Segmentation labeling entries
——————————
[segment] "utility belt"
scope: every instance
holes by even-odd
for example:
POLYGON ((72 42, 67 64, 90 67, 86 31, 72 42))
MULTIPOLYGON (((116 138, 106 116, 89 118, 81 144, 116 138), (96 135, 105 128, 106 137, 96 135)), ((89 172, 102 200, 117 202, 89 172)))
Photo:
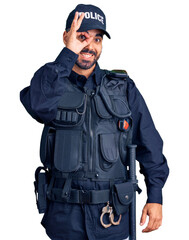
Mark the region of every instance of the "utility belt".
POLYGON ((65 179, 63 188, 53 187, 55 177, 44 167, 38 167, 35 172, 35 193, 39 213, 44 213, 48 200, 73 204, 110 203, 117 215, 123 214, 133 200, 134 192, 141 192, 137 182, 113 184, 111 189, 79 190, 72 189, 72 178, 65 179), (44 172, 41 172, 41 171, 44 172))

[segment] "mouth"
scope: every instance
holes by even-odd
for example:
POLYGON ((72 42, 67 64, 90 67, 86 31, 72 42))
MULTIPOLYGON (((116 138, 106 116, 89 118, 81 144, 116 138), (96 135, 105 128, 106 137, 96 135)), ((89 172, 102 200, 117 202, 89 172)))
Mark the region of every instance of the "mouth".
POLYGON ((93 58, 93 54, 91 54, 91 53, 81 53, 80 54, 81 56, 82 56, 82 58, 83 59, 85 59, 85 60, 90 60, 91 58, 93 58))

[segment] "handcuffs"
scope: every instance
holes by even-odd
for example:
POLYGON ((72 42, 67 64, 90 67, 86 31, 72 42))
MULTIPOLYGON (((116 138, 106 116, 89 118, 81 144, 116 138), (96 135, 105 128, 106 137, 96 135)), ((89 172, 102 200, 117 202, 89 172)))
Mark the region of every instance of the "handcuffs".
POLYGON ((100 216, 100 222, 101 222, 101 224, 102 224, 102 226, 103 226, 104 228, 108 228, 108 227, 110 227, 110 226, 112 226, 112 225, 119 225, 119 224, 120 224, 120 221, 121 221, 121 217, 122 217, 122 216, 121 216, 121 214, 120 214, 118 221, 117 221, 117 222, 114 222, 113 207, 111 207, 111 206, 109 205, 109 201, 108 201, 108 202, 107 202, 107 205, 102 208, 102 214, 101 214, 101 216, 100 216), (103 222, 103 217, 104 217, 104 215, 107 214, 107 213, 109 213, 109 220, 110 220, 110 223, 109 223, 109 224, 105 224, 105 223, 103 222))

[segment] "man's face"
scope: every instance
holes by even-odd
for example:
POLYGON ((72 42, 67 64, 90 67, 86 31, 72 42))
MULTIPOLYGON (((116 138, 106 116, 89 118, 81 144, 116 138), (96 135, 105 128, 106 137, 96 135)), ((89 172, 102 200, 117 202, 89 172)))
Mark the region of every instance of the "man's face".
MULTIPOLYGON (((93 37, 92 42, 81 50, 79 57, 76 61, 76 65, 81 69, 90 69, 98 61, 100 54, 102 52, 102 40, 103 32, 101 30, 88 30, 87 33, 93 37)), ((79 41, 84 41, 85 36, 79 35, 79 41)))

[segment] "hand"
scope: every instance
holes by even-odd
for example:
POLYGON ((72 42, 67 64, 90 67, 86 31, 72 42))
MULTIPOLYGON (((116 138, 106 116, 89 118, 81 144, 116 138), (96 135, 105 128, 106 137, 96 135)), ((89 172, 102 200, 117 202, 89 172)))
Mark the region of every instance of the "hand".
POLYGON ((162 224, 162 205, 158 203, 147 203, 142 211, 140 225, 143 226, 146 222, 146 217, 149 216, 149 222, 143 233, 157 230, 162 224))
POLYGON ((71 29, 69 32, 64 32, 64 43, 67 48, 71 51, 79 54, 83 48, 85 48, 92 41, 92 37, 89 36, 87 32, 77 32, 80 28, 83 18, 85 16, 84 13, 78 18, 79 13, 76 12, 71 29), (82 36, 82 38, 81 38, 82 36))

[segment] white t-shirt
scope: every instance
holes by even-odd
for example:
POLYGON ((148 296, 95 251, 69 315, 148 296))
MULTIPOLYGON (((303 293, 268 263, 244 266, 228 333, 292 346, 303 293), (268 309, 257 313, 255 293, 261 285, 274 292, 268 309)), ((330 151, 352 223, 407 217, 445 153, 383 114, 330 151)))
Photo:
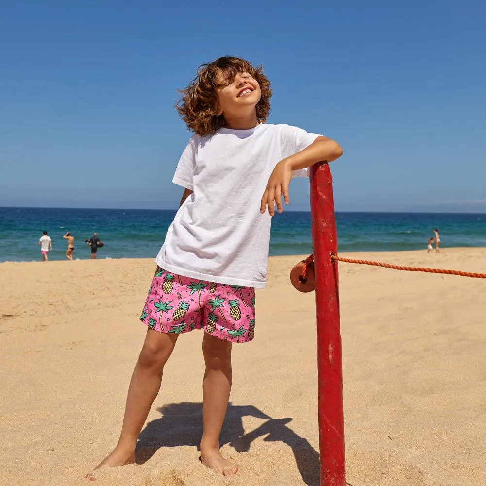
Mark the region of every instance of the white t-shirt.
POLYGON ((48 236, 47 235, 42 235, 39 239, 39 241, 42 244, 42 246, 40 247, 41 250, 42 251, 49 251, 49 243, 52 241, 51 237, 48 236))
POLYGON ((167 230, 157 264, 198 279, 264 288, 272 218, 260 212, 261 196, 277 164, 319 136, 266 124, 194 134, 172 181, 193 192, 167 230))

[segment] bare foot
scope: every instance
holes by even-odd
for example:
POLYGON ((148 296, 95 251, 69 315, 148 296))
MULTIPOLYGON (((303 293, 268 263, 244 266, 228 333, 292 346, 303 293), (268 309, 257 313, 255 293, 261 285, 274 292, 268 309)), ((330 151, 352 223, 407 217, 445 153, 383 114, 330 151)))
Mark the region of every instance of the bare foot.
MULTIPOLYGON (((126 466, 127 464, 133 464, 134 462, 135 462, 135 449, 127 450, 117 446, 94 468, 93 470, 96 471, 97 469, 99 469, 104 466, 115 467, 119 466, 126 466)), ((94 481, 96 479, 91 472, 87 474, 86 477, 91 481, 94 481)))
POLYGON ((201 448, 201 462, 215 472, 219 472, 223 476, 234 476, 238 472, 238 467, 221 455, 219 449, 217 447, 201 448))

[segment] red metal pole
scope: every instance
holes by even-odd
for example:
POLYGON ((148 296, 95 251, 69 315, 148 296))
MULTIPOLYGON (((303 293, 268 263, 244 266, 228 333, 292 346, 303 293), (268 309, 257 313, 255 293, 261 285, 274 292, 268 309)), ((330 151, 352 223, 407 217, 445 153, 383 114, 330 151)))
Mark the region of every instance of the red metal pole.
POLYGON ((311 169, 311 210, 315 273, 321 486, 346 486, 343 368, 339 327, 337 233, 329 165, 311 169))

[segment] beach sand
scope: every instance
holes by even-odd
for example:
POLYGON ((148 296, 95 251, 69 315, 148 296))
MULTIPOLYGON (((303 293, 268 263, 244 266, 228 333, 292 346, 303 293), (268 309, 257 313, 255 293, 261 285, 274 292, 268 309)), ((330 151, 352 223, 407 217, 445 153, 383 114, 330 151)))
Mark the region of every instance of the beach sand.
MULTIPOLYGON (((348 256, 486 273, 486 248, 348 256)), ((155 263, 0 264, 0 484, 317 486, 314 296, 290 285, 299 260, 270 259, 255 341, 233 346, 222 444, 238 475, 198 460, 204 363, 194 331, 166 365, 140 464, 100 469, 94 483, 84 476, 119 436, 155 263)), ((347 263, 340 277, 348 483, 485 484, 486 280, 347 263)))

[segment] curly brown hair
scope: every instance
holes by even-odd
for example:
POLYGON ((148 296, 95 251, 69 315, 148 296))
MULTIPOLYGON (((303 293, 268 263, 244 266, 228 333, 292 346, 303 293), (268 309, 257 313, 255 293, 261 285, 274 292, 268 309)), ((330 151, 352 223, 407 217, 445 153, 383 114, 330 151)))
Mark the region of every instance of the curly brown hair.
POLYGON ((226 86, 224 81, 232 81, 239 72, 248 72, 260 85, 261 97, 256 106, 257 118, 259 122, 266 121, 270 111, 272 90, 263 67, 260 65, 254 68, 239 57, 220 57, 212 62, 201 64, 197 68, 197 75, 189 86, 185 89, 179 90, 182 96, 175 108, 190 130, 204 137, 226 125, 224 116, 217 112, 217 89, 226 86), (222 77, 218 76, 220 74, 222 77))

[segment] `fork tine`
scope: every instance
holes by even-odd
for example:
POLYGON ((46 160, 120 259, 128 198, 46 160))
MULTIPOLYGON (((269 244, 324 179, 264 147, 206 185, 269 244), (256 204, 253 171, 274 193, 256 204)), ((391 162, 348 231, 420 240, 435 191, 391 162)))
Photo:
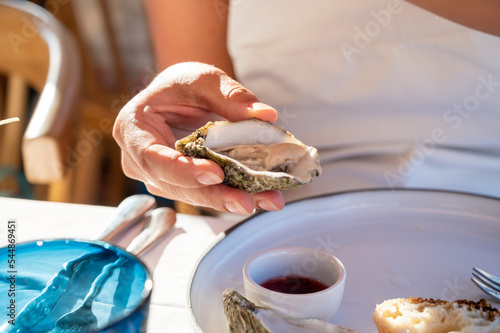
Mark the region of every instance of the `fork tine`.
POLYGON ((474 282, 476 284, 476 286, 478 286, 480 289, 482 289, 485 293, 500 300, 500 292, 490 288, 487 284, 483 283, 482 281, 480 281, 479 279, 477 279, 475 277, 472 277, 471 280, 472 280, 472 282, 474 282))
MULTIPOLYGON (((477 267, 473 267, 472 270, 474 270, 476 273, 482 275, 482 277, 486 278, 488 281, 490 281, 491 283, 493 283, 494 285, 496 285, 495 287, 500 288, 500 277, 495 276, 493 274, 490 274, 488 272, 485 272, 482 269, 477 268, 477 267)), ((484 280, 484 279, 482 279, 482 280, 484 280)), ((494 285, 492 285, 492 287, 494 285)))
POLYGON ((472 272, 472 276, 476 278, 476 280, 482 282, 486 286, 488 286, 490 289, 493 289, 494 291, 500 292, 500 286, 497 286, 496 284, 492 283, 490 280, 485 278, 484 276, 477 274, 476 272, 472 272))

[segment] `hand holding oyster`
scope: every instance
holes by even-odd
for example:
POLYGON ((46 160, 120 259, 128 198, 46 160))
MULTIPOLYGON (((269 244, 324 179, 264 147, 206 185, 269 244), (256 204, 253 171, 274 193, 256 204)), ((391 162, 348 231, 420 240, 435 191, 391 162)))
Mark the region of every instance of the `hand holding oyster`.
POLYGON ((321 173, 316 148, 258 119, 209 122, 175 148, 216 162, 224 184, 249 193, 297 189, 321 173))

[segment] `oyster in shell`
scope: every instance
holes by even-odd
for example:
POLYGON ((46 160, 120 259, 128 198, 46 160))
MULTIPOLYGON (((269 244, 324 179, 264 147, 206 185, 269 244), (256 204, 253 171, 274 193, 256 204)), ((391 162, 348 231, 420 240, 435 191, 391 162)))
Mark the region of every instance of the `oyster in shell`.
POLYGON ((255 305, 231 289, 224 291, 222 300, 231 333, 355 333, 351 329, 318 319, 288 317, 273 309, 255 305))
POLYGON ((224 170, 224 184, 250 193, 296 189, 321 173, 316 148, 258 119, 209 122, 175 148, 211 159, 224 170))

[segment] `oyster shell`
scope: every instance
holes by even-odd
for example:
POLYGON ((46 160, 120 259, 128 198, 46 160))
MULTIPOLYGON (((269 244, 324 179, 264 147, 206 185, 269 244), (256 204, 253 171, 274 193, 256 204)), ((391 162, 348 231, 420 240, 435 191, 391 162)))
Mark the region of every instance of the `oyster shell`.
POLYGON ((211 159, 224 170, 224 184, 250 193, 296 189, 321 173, 314 147, 258 119, 209 122, 175 148, 211 159))
POLYGON ((318 319, 288 317, 273 309, 250 302, 235 290, 222 294, 224 313, 231 333, 355 333, 355 331, 318 319))

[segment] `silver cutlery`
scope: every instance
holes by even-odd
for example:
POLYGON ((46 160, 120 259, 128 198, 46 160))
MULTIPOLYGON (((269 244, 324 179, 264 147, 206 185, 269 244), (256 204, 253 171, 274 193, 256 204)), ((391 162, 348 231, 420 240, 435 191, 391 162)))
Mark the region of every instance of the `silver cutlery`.
MULTIPOLYGON (((176 222, 175 211, 171 208, 157 208, 147 216, 145 228, 137 235, 127 247, 127 252, 133 255, 146 253, 158 240, 163 238, 172 230, 176 222)), ((55 323, 55 331, 64 332, 89 332, 97 328, 97 317, 92 311, 92 302, 99 294, 101 287, 113 274, 113 271, 127 262, 120 257, 115 262, 104 266, 103 271, 92 283, 80 307, 65 314, 55 323)))
POLYGON ((490 274, 480 268, 472 269, 472 282, 488 295, 500 300, 500 277, 490 274))
MULTIPOLYGON (((144 218, 145 213, 155 205, 156 202, 150 195, 139 194, 126 198, 117 207, 116 215, 109 223, 109 226, 100 233, 100 239, 116 238, 125 230, 139 223, 144 218)), ((21 309, 17 315, 18 324, 15 327, 8 327, 8 332, 28 330, 48 317, 61 297, 66 293, 73 276, 81 265, 89 260, 98 259, 100 256, 102 256, 101 252, 87 253, 64 264, 63 268, 54 275, 40 295, 21 309)), ((0 327, 0 330, 3 329, 6 328, 0 327)))

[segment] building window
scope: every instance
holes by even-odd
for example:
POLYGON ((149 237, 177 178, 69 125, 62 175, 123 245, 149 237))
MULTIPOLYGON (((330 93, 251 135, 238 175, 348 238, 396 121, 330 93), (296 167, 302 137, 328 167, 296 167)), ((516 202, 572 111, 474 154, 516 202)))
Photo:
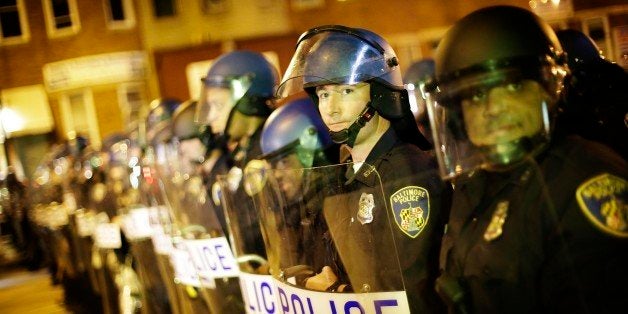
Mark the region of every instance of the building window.
POLYGON ((153 0, 153 9, 155 10, 155 17, 170 17, 177 14, 175 8, 175 0, 153 0))
POLYGON ((201 10, 205 14, 220 14, 229 11, 229 0, 201 0, 201 10))
POLYGON ((0 0, 0 45, 26 42, 29 35, 23 0, 0 0))
POLYGON ((104 0, 105 16, 109 29, 135 27, 135 13, 132 0, 104 0))
POLYGON ((59 97, 62 128, 67 138, 85 136, 95 147, 100 146, 100 129, 91 89, 71 91, 59 97))
POLYGON ((142 118, 141 110, 146 103, 144 88, 143 84, 123 84, 118 87, 118 103, 127 131, 136 128, 142 118))
POLYGON ((42 0, 49 37, 73 35, 81 29, 76 0, 42 0))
——————————
Rewrite the lines starting at the one containing "[segment] curly brown hair" and ending at the one containing "POLYGON ((226 86, 224", putting "wavy" wherever "curly" appears and leaving everything else unchanged.

[segment] wavy brown hair
scope: every instance
holes by even-odd
for example:
POLYGON ((148 296, 95 251, 69 315, 148 296))
MULTIPOLYGON (((303 293, 268 263, 244 266, 228 333, 292 346, 303 293), (268 309, 257 313, 255 293, 261 285, 274 292, 268 309)), ((330 151, 352 223, 407 217, 445 153, 383 114, 330 151)))
Mark the region of every instance of the wavy brown hair.
POLYGON ((226 86, 224 81, 232 81, 239 72, 248 72, 260 85, 261 97, 256 106, 257 118, 259 122, 266 121, 270 111, 272 90, 263 67, 260 65, 254 68, 239 57, 220 57, 212 62, 201 64, 197 68, 197 75, 189 86, 185 89, 179 90, 182 96, 175 108, 190 130, 204 137, 226 125, 224 116, 217 112, 217 89, 226 86), (222 77, 218 76, 220 74, 222 77))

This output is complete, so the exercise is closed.